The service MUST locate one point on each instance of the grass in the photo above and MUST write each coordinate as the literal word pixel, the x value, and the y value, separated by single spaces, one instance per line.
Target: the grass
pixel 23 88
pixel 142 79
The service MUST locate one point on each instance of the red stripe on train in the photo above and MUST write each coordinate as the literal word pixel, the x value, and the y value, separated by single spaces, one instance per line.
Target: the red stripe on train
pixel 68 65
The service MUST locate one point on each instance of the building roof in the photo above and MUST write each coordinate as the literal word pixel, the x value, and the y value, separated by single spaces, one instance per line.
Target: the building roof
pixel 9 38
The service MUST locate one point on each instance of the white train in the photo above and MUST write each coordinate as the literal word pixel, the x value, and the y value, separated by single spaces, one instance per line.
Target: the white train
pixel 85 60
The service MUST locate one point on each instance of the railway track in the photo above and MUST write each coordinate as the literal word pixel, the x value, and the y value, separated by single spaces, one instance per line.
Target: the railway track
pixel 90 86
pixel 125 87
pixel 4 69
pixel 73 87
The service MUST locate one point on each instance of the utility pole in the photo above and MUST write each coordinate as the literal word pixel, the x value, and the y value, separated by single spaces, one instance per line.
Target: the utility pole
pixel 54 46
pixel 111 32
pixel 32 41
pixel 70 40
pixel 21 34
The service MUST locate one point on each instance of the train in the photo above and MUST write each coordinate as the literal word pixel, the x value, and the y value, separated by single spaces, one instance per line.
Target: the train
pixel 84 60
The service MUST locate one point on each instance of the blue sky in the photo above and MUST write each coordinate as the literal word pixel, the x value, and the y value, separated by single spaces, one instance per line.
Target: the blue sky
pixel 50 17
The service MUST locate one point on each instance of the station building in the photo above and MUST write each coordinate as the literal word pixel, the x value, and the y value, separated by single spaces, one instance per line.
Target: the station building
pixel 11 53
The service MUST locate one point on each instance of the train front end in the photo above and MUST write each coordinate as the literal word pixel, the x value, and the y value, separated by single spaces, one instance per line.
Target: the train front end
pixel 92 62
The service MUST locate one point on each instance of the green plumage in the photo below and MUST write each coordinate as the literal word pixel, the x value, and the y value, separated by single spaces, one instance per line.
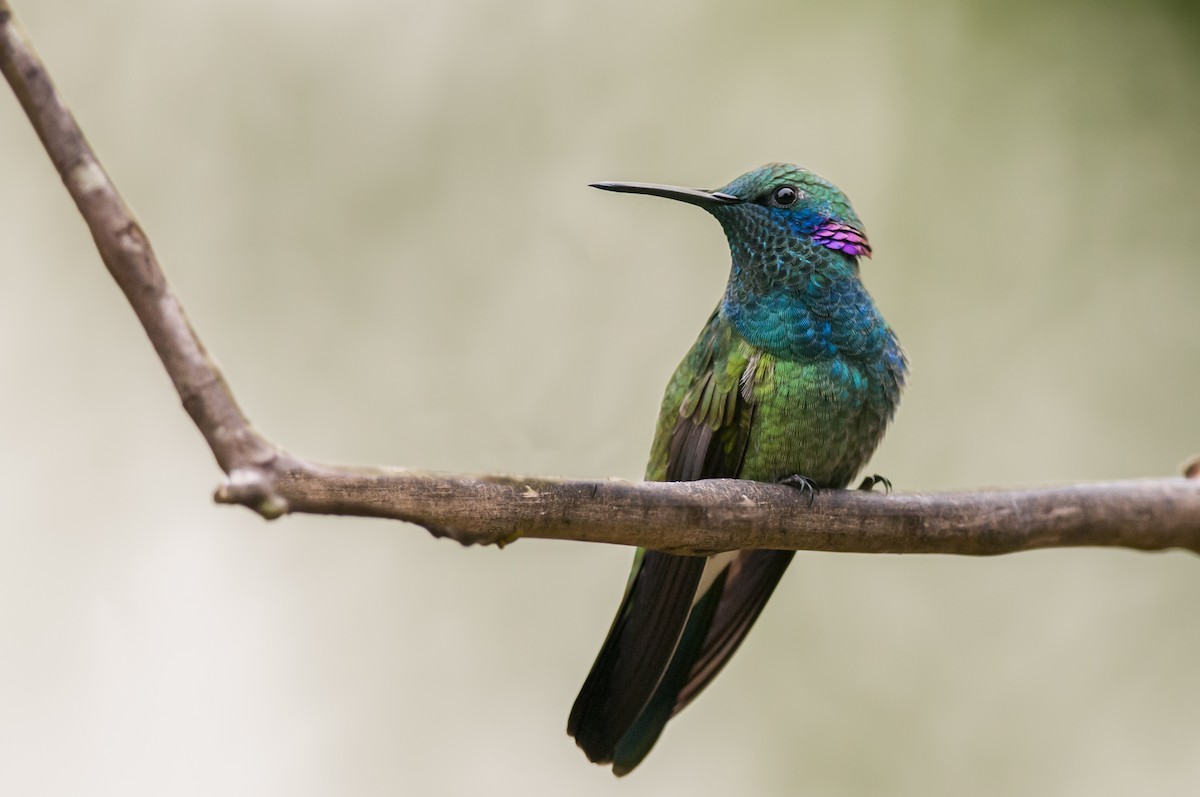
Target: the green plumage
pixel 796 373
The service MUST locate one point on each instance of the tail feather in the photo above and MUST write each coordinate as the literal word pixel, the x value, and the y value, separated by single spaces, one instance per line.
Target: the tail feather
pixel 666 645
pixel 636 743
pixel 751 580
pixel 636 653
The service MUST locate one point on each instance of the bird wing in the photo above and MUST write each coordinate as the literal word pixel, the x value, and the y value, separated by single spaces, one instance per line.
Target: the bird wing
pixel 679 623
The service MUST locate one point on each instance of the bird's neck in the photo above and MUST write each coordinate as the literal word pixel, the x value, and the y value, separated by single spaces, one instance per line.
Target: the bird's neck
pixel 799 300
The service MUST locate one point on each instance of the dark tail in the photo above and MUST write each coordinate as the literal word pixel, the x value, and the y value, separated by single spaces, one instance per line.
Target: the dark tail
pixel 664 648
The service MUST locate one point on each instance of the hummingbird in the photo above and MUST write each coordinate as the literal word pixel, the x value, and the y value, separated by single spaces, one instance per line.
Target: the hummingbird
pixel 793 378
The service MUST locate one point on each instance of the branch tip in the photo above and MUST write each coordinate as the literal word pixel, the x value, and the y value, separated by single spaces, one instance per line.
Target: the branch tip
pixel 1192 467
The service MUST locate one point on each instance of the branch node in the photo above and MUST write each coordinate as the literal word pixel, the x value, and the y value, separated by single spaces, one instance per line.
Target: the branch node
pixel 253 487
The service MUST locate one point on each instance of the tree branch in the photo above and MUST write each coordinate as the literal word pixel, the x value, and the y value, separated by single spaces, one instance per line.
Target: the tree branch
pixel 700 516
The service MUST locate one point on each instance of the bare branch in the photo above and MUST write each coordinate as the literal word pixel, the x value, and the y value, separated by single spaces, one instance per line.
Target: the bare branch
pixel 700 516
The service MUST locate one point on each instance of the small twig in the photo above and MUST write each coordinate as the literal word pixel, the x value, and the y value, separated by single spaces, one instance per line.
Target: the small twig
pixel 684 516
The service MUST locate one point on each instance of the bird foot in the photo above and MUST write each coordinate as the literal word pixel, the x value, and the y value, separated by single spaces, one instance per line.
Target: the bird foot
pixel 804 484
pixel 869 483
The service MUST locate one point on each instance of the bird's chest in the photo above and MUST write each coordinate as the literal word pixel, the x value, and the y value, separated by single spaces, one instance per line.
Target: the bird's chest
pixel 820 419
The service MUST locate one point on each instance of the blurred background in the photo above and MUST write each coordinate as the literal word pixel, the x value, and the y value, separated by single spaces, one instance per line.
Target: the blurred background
pixel 377 217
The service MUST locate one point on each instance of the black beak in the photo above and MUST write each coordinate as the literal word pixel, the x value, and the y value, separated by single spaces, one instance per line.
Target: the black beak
pixel 691 196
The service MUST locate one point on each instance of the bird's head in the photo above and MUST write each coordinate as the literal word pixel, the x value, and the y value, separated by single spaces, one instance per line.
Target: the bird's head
pixel 775 205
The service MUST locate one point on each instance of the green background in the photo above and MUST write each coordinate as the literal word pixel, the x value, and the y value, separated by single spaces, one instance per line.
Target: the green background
pixel 376 214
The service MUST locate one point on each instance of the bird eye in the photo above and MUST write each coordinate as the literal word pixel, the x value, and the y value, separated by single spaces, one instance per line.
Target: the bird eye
pixel 785 196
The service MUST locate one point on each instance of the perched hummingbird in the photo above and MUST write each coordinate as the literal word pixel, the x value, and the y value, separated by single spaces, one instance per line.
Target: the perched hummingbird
pixel 793 378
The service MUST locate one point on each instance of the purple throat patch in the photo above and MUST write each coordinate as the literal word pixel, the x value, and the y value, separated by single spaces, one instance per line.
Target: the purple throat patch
pixel 843 238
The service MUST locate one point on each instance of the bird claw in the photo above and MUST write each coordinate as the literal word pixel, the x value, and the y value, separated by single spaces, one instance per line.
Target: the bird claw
pixel 869 483
pixel 804 484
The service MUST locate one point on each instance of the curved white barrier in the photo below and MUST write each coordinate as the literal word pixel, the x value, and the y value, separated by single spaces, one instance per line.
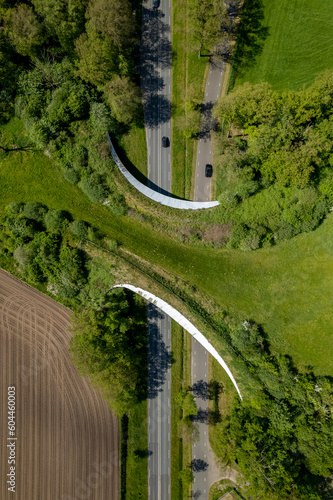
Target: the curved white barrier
pixel 185 323
pixel 154 195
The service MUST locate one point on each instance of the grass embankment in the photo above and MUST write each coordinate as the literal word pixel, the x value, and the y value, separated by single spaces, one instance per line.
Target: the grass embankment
pixel 187 69
pixel 297 47
pixel 286 288
pixel 137 454
pixel 220 404
pixel 181 450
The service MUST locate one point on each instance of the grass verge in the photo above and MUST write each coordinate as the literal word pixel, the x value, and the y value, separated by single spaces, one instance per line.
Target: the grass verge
pixel 181 451
pixel 286 288
pixel 134 146
pixel 289 47
pixel 137 454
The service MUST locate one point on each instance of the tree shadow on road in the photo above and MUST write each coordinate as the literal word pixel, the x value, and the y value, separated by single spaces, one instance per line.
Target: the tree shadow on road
pixel 159 355
pixel 251 37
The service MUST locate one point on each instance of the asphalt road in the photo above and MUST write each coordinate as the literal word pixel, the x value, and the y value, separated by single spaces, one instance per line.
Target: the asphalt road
pixel 156 86
pixel 159 407
pixel 200 450
pixel 202 185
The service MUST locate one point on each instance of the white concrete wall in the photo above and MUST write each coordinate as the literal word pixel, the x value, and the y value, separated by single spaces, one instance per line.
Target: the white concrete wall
pixel 154 195
pixel 185 323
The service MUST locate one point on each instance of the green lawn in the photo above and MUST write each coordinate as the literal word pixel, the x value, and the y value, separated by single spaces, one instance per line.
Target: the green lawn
pixel 299 45
pixel 137 457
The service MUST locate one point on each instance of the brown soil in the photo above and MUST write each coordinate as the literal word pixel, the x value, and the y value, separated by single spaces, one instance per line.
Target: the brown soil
pixel 67 445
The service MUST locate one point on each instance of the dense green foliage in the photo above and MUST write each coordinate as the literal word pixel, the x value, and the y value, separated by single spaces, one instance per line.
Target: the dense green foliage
pixel 281 433
pixel 276 176
pixel 66 67
pixel 287 44
pixel 110 347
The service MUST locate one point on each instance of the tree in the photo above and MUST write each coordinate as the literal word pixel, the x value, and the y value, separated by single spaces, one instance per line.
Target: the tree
pixel 124 98
pixel 110 347
pixel 209 22
pixel 34 210
pixel 64 19
pixel 25 31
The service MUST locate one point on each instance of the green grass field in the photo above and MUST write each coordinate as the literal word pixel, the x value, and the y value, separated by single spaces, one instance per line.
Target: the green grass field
pixel 287 288
pixel 299 45
pixel 137 458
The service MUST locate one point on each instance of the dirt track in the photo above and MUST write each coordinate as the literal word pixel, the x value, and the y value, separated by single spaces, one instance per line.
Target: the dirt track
pixel 67 438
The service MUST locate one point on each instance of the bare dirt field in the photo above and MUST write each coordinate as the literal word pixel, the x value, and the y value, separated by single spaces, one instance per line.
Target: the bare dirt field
pixel 67 439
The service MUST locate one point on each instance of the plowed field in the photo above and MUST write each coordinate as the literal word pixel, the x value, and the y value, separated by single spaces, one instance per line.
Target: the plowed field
pixel 66 445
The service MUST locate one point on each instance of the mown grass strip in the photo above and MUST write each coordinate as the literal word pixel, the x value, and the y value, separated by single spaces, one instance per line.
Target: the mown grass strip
pixel 286 288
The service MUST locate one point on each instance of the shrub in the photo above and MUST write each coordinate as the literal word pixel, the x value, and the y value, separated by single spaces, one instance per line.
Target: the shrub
pixel 34 210
pixel 79 228
pixel 15 208
pixel 71 175
pixel 21 256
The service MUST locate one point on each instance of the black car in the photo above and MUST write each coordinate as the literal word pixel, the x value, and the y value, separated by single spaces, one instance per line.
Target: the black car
pixel 208 170
pixel 165 142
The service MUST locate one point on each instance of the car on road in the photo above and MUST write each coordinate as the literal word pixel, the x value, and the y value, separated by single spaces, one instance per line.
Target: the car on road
pixel 208 170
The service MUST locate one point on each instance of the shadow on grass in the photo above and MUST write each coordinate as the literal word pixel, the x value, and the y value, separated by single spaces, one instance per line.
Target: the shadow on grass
pixel 251 36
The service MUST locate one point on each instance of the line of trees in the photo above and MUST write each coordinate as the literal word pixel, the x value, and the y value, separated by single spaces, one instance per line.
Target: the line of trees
pixel 109 346
pixel 44 245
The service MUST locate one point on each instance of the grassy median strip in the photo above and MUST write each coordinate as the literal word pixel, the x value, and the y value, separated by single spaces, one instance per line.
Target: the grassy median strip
pixel 296 47
pixel 283 287
pixel 187 70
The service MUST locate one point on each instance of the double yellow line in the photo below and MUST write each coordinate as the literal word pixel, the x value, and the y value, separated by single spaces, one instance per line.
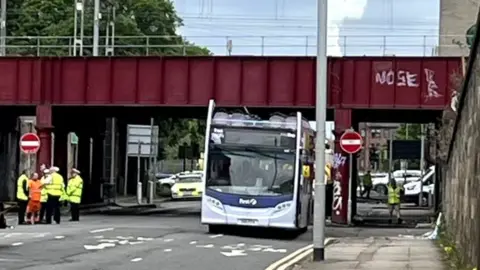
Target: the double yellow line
pixel 295 257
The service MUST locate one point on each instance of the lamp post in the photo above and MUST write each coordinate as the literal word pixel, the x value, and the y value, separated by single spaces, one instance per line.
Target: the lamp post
pixel 320 118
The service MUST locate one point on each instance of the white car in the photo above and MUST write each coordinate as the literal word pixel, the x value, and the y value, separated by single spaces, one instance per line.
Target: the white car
pixel 380 180
pixel 165 184
pixel 412 189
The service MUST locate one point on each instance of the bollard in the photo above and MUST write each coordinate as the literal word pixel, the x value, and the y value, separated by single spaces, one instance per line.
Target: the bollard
pixel 139 192
pixel 151 186
pixel 430 199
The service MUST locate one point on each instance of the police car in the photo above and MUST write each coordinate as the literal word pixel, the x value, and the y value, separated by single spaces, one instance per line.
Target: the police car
pixel 187 186
pixel 164 184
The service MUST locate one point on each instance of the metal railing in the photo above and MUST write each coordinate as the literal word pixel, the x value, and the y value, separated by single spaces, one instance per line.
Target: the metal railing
pixel 371 45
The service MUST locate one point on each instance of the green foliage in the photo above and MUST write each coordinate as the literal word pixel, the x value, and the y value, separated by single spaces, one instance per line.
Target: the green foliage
pixel 138 24
pixel 470 35
pixel 142 27
pixel 409 131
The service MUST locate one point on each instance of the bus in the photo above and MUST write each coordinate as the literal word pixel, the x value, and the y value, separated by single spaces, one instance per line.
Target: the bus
pixel 257 173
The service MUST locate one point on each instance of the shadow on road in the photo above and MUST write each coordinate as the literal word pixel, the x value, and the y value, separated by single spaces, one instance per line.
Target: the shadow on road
pixel 261 233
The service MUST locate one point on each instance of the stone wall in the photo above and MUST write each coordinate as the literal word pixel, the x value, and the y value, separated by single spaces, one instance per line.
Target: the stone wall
pixel 461 183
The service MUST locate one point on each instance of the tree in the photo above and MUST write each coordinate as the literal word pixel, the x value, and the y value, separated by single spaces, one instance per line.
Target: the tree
pixel 151 26
pixel 412 130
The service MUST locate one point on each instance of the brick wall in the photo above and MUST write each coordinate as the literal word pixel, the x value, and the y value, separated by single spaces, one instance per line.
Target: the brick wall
pixel 461 183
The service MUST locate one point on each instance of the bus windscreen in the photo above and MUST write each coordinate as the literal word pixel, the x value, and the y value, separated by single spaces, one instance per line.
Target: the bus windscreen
pixel 267 138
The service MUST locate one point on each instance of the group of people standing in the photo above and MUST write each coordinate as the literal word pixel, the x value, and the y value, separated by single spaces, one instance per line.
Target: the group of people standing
pixel 40 196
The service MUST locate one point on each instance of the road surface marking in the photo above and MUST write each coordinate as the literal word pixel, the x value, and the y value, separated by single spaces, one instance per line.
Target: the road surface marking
pixel 285 259
pixel 108 240
pixel 100 246
pixel 295 257
pixel 144 239
pixel 282 250
pixel 9 260
pixel 102 230
pixel 205 246
pixel 234 253
pixel 261 246
pixel 125 237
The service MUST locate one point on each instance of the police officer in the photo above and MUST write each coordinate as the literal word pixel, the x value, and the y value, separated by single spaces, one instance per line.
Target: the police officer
pixel 394 199
pixel 22 196
pixel 367 184
pixel 55 190
pixel 43 199
pixel 74 193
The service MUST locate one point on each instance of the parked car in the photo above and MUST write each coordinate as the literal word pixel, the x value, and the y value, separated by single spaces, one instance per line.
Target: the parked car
pixel 412 189
pixel 380 181
pixel 164 185
pixel 188 186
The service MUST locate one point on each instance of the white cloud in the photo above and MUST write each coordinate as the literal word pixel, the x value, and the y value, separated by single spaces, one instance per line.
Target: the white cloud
pixel 337 11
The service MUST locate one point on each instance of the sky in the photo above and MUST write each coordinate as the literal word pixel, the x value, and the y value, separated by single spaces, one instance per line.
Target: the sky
pixel 288 27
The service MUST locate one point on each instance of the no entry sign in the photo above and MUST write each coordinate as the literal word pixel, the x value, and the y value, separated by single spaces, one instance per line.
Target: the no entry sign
pixel 351 142
pixel 29 143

☆ ☆ ☆ ☆ ☆ ☆ ☆

■ Set task
Rewrite everything above from the line containing "of the metal" down to the line containing "pixel 412 130", including both, as a numbered list with no blank lines.

■ The reply
1. The service MUST locate one point on each instance of the metal railing in the photo above and MUST write each coordinate as the literal word pixel, the x value, and the y value, separated by single spaces, one instance per line.
2. Target: the metal railing
3. pixel 371 45
4. The service MUST locate one point on each instance of the green foliage in the photo above and MUST write each coordinate as the literal word pixel, the x value, and the y value, separated by single spaces, one instance per line.
5. Target: the green foliage
6. pixel 138 24
7. pixel 470 35
8. pixel 142 27
9. pixel 409 131
10. The service MUST locate one point on each instance of the bus in the photo above and MUST write each coordinate as the literal word pixel, the x value, and the y value, separated by single spaces, one instance per line.
11. Target: the bus
12. pixel 257 173
13. The service MUST locate one point on each instance of the shadow on road in the photo above and MUST write each coordinate as the literal word pixel, the x value, and the y value, separated by single spaces, one instance per line.
14. Target: the shadow on road
15. pixel 261 233
16. The service MUST locate one point on each instance of the stone wall in the photo above and MUST write each coordinate as the literal word pixel, the x value, and the y value, separated by single spaces, one instance per line.
17. Target: the stone wall
18. pixel 461 183
19. The service MUST locate one point on each instance of the tree in the photo above and MUST write each coordinate as the literal word pixel, the x value, and the y value, separated by single spaces, one instance per line.
20. Target: the tree
21. pixel 151 26
22. pixel 412 130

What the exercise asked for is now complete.